#### Requirement:
In the text on John Canne below, whom did Canne succeed as pastor of the English Independent congregation in Amsterdam?

#### Excerpted text:
● ● ● ● ●

= John Canne =

John Canne (d. 1667?) was an English Independent minister and printer.

==Life==
The London separatist congregation of John Hubbard, who had moved with them to Ireland around 1621, on Hubbard’s death came back to London and chose Canne as minister. After a year or two he went to Amsterdam, and there became the successor of Henry Ainsworth as pastor of the congregation of English independents there. Canne retained his position for seventeen years, preaching and writing, and working as a printer.

In 1640 Canne visited England, and the Broadmead congregation of baptists having been formed he was called upon to preach to them. He preached both in church and on the green, and debated with Mr. Fowler, the father of Edward Fowler. Canne returned to Amsterdam in the same year. It is supposed that Canne remained at Amsterdam until 1647. In 1650 he was at Kingston-upon-Hull, and acted as chaplain to the governor, Colonel Robert Overton, whose book, Man's Mortalitie, he had printed at Amsterdam in 1643. Canne was in favour with the soldiers as a preacher but he had a rival in John Shawe. Canne's friends obtained a grant for him from the council of state as his chaplain's salary. His stay in Hull was not long, but in 1653, when he published at London A Voice from the Temple to the Higher Powers, he denounced Shawe as 'a most corrupt man and hitherto countenanced by men as corrupt and rotten as himself.' Shawe himself had a low opinion of Canne, at this time credited with the possession of great influence with the council of state.

● ● ● ● ●

[Excerpts from point annotation data]
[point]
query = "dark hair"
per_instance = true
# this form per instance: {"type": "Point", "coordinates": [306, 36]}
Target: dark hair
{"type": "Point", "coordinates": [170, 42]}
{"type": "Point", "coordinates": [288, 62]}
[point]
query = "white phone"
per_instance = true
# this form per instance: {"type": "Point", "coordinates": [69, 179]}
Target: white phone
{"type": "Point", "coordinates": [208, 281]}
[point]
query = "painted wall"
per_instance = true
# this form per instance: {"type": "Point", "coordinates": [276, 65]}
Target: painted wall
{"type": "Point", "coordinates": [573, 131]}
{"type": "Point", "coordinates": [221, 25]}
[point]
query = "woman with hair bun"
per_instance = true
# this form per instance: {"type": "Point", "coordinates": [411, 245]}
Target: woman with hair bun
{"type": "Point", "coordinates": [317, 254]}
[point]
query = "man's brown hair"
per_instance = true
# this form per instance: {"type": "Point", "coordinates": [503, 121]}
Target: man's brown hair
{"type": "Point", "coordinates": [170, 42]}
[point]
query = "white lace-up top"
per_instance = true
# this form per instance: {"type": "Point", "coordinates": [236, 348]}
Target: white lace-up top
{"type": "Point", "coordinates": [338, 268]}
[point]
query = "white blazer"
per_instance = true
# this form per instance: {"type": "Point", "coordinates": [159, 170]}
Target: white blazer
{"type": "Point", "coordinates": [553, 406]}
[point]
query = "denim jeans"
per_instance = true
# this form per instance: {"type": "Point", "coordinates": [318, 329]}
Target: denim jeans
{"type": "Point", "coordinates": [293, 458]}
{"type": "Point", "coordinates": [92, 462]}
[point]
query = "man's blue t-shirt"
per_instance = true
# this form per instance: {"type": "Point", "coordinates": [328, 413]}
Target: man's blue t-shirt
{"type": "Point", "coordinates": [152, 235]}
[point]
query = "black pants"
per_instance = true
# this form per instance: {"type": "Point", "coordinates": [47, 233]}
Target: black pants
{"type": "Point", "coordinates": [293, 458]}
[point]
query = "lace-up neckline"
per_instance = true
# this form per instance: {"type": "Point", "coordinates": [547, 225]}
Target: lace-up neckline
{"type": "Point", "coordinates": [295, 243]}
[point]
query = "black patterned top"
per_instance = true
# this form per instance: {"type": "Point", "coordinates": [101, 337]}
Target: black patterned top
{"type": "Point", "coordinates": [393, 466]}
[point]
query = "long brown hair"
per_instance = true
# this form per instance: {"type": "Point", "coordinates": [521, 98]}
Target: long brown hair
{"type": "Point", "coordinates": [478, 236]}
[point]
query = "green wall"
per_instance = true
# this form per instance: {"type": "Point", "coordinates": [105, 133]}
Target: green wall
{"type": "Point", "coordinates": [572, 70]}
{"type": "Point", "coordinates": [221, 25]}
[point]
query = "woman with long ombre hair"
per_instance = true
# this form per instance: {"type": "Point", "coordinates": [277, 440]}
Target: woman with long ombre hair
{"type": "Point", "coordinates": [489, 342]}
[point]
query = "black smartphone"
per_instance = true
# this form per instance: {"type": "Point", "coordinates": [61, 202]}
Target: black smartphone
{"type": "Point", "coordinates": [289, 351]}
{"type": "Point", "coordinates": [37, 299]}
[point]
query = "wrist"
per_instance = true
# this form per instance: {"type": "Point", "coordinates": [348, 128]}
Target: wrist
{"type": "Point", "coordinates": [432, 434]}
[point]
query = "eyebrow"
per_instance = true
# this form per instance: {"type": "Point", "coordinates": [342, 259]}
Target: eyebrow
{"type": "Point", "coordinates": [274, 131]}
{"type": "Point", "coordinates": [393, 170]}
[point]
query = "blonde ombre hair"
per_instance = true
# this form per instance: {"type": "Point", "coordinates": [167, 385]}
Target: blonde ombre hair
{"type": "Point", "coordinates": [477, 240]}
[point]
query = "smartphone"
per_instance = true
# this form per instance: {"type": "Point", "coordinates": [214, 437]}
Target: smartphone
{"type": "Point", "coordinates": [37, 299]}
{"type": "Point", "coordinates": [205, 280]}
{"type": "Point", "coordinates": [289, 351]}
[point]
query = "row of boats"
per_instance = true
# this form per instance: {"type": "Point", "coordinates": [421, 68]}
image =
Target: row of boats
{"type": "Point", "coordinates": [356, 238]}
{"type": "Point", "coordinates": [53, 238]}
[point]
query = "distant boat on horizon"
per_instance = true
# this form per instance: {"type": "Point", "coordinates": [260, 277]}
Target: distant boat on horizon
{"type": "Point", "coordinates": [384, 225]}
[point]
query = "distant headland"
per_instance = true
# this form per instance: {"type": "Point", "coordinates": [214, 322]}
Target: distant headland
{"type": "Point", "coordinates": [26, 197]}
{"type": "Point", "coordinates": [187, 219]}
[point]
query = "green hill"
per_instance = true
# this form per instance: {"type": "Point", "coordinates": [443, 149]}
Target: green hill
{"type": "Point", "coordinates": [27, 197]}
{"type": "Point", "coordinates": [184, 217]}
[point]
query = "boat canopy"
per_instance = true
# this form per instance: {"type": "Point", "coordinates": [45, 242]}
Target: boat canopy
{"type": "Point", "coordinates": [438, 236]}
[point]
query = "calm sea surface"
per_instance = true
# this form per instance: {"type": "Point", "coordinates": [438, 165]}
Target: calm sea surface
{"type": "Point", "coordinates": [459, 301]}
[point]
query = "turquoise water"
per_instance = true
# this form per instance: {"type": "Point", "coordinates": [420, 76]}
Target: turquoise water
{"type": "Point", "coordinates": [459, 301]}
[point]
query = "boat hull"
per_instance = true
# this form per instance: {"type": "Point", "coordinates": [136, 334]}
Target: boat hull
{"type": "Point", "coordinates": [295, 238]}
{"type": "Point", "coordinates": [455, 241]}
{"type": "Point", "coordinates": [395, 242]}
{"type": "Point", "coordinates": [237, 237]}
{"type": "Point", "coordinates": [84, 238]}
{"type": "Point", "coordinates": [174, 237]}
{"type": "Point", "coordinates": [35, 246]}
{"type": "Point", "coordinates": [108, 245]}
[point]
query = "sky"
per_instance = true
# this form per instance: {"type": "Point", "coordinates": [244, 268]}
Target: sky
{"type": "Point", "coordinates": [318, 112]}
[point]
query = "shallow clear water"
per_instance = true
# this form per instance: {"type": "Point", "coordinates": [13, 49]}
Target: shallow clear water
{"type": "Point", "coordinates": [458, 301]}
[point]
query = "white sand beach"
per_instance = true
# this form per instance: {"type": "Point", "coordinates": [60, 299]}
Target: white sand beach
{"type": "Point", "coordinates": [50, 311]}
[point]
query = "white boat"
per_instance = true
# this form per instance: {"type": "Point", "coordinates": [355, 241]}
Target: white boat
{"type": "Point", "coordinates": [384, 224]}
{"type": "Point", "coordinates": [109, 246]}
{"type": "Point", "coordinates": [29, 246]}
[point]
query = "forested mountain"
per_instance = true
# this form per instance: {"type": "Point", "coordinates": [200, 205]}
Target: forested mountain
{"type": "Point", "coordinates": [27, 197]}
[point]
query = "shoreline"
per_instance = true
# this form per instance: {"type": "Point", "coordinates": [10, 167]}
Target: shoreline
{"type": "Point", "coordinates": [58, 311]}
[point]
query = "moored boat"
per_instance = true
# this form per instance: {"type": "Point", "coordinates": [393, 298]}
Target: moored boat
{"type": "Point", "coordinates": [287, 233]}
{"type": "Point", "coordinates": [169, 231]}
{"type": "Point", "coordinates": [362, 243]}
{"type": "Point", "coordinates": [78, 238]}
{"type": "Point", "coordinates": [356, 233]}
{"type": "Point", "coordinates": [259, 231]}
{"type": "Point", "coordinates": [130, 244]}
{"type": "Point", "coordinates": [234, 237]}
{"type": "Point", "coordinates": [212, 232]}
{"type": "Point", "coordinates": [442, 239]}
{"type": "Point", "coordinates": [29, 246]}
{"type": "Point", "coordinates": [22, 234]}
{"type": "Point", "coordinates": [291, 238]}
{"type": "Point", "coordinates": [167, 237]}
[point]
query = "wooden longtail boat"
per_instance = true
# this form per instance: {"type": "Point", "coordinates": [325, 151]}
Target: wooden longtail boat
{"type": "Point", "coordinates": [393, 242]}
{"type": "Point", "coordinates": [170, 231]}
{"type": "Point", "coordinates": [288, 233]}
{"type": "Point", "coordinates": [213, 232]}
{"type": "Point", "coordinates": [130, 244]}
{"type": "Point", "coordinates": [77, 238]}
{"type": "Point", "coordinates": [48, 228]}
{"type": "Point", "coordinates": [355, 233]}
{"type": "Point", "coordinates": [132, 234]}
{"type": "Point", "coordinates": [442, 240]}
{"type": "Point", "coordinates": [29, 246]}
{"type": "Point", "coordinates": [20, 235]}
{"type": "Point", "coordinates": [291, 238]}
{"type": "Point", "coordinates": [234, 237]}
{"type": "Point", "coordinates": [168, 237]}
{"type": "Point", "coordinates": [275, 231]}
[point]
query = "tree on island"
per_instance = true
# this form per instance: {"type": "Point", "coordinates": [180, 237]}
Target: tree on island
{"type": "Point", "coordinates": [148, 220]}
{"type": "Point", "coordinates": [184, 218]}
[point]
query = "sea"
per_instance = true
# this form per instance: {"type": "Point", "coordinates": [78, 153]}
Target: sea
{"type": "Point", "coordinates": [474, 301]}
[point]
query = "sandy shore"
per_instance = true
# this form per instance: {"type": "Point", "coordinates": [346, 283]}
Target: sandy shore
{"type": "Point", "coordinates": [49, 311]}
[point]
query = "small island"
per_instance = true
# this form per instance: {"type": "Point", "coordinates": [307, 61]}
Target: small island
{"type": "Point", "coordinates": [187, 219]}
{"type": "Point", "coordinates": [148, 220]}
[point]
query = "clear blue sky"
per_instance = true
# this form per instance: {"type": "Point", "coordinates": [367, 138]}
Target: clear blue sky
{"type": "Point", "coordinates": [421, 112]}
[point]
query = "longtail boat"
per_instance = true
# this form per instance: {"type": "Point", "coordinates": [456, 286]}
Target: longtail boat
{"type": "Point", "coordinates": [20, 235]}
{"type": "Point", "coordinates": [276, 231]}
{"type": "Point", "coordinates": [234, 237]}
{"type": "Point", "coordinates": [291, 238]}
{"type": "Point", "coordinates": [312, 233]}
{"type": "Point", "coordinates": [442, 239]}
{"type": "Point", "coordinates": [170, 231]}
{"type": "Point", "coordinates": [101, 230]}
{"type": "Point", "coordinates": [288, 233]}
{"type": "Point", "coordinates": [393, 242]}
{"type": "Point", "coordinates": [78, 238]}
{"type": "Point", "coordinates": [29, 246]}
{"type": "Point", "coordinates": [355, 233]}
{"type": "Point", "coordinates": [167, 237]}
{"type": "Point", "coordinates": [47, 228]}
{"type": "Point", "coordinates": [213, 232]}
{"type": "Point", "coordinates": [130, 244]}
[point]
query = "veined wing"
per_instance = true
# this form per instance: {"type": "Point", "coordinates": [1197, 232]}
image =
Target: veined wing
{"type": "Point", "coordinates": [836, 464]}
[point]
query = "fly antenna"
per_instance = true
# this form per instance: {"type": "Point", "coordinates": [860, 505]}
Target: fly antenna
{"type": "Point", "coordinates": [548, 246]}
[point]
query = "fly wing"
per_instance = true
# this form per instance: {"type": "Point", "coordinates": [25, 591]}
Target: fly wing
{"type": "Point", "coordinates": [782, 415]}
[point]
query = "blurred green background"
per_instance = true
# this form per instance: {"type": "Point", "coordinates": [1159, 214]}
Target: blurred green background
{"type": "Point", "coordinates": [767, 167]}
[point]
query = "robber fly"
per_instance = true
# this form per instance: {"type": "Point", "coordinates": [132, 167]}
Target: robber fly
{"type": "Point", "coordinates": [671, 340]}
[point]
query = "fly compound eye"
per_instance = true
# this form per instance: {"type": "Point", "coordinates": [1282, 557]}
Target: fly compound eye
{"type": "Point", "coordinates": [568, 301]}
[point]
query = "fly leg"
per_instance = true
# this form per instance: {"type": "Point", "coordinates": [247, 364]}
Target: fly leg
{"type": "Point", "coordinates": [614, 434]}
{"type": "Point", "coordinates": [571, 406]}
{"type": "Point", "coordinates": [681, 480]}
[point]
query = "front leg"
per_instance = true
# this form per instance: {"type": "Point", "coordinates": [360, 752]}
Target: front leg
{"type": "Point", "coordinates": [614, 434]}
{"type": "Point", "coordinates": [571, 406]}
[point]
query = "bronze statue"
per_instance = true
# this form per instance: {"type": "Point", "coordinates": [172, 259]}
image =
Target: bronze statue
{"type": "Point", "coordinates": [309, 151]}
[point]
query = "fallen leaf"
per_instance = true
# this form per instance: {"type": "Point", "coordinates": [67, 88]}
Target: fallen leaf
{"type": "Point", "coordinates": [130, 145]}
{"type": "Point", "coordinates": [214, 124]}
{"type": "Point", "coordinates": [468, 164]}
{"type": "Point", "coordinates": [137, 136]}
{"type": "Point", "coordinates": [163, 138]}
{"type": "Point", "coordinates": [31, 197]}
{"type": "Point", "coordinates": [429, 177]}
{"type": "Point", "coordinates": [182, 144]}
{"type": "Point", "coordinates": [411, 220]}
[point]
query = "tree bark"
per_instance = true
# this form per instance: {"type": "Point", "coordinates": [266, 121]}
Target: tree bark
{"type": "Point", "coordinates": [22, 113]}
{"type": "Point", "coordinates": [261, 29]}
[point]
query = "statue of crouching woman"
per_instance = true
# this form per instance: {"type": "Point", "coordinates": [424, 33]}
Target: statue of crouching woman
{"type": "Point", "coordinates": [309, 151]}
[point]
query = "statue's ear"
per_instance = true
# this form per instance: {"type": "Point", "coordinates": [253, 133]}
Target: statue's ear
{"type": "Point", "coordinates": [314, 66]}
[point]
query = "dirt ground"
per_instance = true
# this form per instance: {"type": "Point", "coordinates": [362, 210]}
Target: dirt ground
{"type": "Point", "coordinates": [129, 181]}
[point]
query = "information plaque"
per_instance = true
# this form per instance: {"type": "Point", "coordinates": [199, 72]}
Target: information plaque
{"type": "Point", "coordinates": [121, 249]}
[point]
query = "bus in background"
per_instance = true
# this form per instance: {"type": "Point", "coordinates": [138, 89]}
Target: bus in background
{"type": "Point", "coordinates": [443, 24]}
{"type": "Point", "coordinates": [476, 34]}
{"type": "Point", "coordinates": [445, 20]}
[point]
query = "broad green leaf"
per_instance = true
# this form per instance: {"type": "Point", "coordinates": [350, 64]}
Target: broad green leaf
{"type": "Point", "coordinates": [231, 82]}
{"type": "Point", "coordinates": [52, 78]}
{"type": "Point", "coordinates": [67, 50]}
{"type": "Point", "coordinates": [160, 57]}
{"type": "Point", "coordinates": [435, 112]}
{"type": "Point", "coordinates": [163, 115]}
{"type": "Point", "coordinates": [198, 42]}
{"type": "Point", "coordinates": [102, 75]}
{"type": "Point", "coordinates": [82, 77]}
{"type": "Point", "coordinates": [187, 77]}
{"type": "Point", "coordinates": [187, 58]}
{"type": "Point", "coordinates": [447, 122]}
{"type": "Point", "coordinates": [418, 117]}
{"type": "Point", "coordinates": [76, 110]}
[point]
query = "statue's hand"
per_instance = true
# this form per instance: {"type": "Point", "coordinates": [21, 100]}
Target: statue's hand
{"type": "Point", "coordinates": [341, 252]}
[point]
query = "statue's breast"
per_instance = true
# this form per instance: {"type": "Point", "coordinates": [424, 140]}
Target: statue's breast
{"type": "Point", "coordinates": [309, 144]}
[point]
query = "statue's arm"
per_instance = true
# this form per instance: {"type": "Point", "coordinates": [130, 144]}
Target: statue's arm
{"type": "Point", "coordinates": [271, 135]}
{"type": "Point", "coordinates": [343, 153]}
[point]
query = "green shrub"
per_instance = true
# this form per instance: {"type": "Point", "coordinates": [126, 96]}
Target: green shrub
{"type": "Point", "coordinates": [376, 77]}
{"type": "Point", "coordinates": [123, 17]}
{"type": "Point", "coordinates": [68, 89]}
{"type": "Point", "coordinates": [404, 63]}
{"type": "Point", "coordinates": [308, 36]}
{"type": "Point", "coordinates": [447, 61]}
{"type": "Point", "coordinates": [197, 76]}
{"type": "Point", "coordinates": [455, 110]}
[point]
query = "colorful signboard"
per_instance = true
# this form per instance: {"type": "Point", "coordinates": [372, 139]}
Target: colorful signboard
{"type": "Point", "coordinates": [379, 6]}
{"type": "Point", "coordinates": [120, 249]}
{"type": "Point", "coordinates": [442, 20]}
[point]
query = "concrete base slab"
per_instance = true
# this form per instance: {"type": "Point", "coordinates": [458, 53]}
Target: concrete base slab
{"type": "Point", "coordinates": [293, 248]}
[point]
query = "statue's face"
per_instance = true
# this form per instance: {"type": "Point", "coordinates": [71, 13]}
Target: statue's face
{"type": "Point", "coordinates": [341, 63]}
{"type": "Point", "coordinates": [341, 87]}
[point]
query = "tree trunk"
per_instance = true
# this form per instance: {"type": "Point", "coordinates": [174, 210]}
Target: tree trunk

● ● ● ● ●

#### Task response:
Henry Ainsworth